**TEXTE FOURNI**
========================================
Daunay Bertrand, Reuter Yves & Thépaut Antoine. Les contenus disciplinaires. Approches comparatistes.
Texte intégral
1Cet ouvrage collectif est issu du deuxième colloque de l’Association pour des recherches comparatistes en didactique (ARCD, janvier 2011 à Lille) même si, comme les éditeurs le précisent en avant-propos, il n’en constitue pas pour autant les actes. Le thème retenu des contenus disciplinaires (faisant intervenir les notions concomitantes de disciplines et de contenus) paraît à la fois fondateur et pérenne dans la perspective de didactique comparée qui est celle des auteurs de l’ouvrage. En introduction de l’ouvrage, B. Daunay et Y. Reuter arrivent sans peine à convaincre de la nécessité de faire se rencontrer les différentes didactiques autour de cette thématique. D’une part, la légitimité même des didactiques dépend de leur capacité à définir leur objet propre d’étude, le contenu disciplinaire constitutif d’une didactique donnée. D’autre part, le projet comparatiste ici défendu pourrait contribuer à élucider des aspects spécifiques (voire génériques ?) des questionnements ou approches didactiques sur l’enseignement et l’apprentissage des contenus disciplinaires. Dans leur propos introductif, B. Daunay et Y. Reuter présentent trois axes à même de structurer la problématisation de la thématique retenue : les catégories de contenus et leur mode d’organisation selon les disciplines, les manières dont les contenus spécifient l’enseignement et les apprentissages disciplinaires, les modes de circulation des contenus entre les disciplines. Ces trois axes de questionnement ne sont toutefois pas ceux retenus pour structurer la suite du livre, les contributions rassemblées faisant de fait souvent émerger deux, voire trois de ces axes de manière simultanée.
========================================
**CONSIGNE**
Reformulez sous forme de liste le paragraphe du texte fourni ci-dessus qui commence par « Cet ouvrage collectif est issu », en conservant ses faits principaux.

Extraits du jeu de données d'annotation de lieux:
========================================
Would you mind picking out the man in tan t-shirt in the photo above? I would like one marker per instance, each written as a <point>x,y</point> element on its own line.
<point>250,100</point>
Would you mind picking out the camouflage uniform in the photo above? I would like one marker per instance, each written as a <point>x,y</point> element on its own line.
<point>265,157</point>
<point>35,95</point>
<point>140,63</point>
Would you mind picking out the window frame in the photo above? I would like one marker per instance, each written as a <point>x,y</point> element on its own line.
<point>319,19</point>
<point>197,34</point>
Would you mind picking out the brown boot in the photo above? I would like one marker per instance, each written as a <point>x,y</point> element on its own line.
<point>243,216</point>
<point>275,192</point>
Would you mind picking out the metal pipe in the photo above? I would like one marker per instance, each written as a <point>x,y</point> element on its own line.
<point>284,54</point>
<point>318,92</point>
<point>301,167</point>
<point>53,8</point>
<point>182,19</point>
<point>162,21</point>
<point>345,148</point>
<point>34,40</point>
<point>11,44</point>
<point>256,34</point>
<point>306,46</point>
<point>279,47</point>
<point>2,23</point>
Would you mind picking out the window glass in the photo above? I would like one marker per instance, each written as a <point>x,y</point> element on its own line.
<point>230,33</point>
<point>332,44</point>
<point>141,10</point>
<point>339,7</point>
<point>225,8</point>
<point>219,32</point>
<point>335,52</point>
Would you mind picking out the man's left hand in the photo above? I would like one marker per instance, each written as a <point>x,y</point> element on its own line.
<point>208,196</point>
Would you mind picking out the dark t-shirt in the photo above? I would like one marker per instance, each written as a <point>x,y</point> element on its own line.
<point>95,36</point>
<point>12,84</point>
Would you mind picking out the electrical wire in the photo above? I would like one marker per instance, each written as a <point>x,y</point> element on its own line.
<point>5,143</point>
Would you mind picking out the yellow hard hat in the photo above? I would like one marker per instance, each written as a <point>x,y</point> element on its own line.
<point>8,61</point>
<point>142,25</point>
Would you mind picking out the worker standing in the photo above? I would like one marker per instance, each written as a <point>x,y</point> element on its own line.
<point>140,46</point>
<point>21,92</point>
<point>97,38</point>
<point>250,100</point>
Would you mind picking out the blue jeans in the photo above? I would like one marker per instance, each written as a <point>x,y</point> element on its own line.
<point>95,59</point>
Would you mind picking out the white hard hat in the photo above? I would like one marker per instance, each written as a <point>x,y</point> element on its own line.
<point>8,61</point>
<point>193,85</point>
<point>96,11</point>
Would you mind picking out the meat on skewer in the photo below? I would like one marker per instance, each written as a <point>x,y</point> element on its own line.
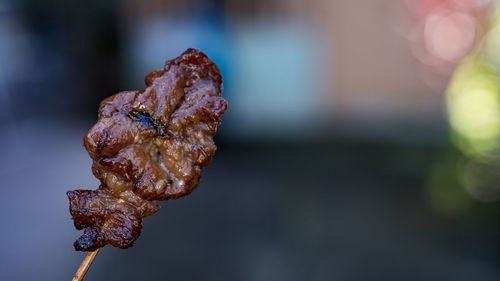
<point>148,145</point>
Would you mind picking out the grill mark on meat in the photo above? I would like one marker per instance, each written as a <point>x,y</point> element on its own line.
<point>145,151</point>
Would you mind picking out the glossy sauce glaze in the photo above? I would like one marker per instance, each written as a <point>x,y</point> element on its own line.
<point>148,145</point>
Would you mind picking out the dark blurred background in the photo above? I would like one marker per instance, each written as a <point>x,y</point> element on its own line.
<point>362,140</point>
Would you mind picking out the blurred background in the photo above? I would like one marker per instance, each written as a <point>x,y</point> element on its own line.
<point>362,139</point>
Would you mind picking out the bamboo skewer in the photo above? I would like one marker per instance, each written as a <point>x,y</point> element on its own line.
<point>87,261</point>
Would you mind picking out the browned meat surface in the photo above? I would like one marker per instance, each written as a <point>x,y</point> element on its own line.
<point>148,145</point>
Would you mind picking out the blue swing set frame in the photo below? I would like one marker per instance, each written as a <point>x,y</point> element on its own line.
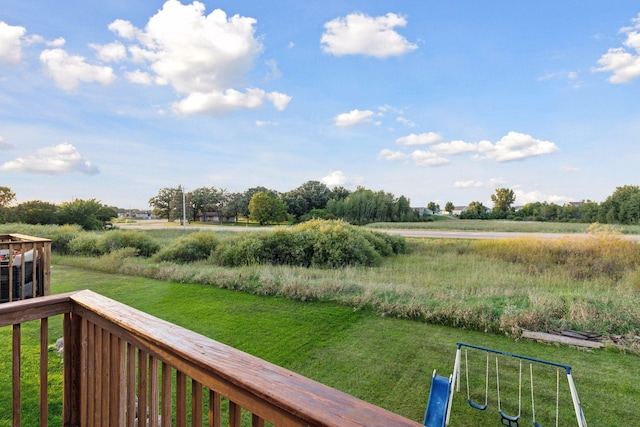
<point>438,412</point>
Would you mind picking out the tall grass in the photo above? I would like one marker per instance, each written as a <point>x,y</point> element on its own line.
<point>501,226</point>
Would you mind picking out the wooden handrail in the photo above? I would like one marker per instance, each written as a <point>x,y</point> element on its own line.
<point>119,364</point>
========================================
**RÉSULTAT ATTENDU**
- Origine : ouvrage collectif issu du deuxième colloque de l'Association pour des recherches comparatistes en didactique (ARCD, janvier 2011, Lille). Selon l'avant-propos des éditeurs, il n'en constitue pas les actes.
- Thème : les contenus disciplinaires, qui associent les notions de disciplines et de contenus. Ce thème paraît fondateur et pérenne pour la didactique comparée.
- Raisons de faire se rencontrer les didactiques, selon l'introduction de B. Daunay et Y. Reuter :
  - la légitimité des didactiques dépend de leur capacité à définir leur objet propre, le contenu disciplinaire ;
  - le projet comparatiste pourrait élucider des aspects spécifiques, voire génériques, des approches didactiques sur l'enseignement et l'apprentissage de ces contenus.
- Trois axes de problématisation :
  - les catégories de contenus et leur mode d'organisation selon les disciplines ;
  - les manières dont les contenus spécifient l'enseignement et les apprentissages disciplinaires ;
  - les modes de circulation des contenus entre les disciplines.
- Structure du livre : ces axes ne servent pas à organiser la suite de l'ouvrage, car les contributions en font souvent émerger deux ou trois à la fois.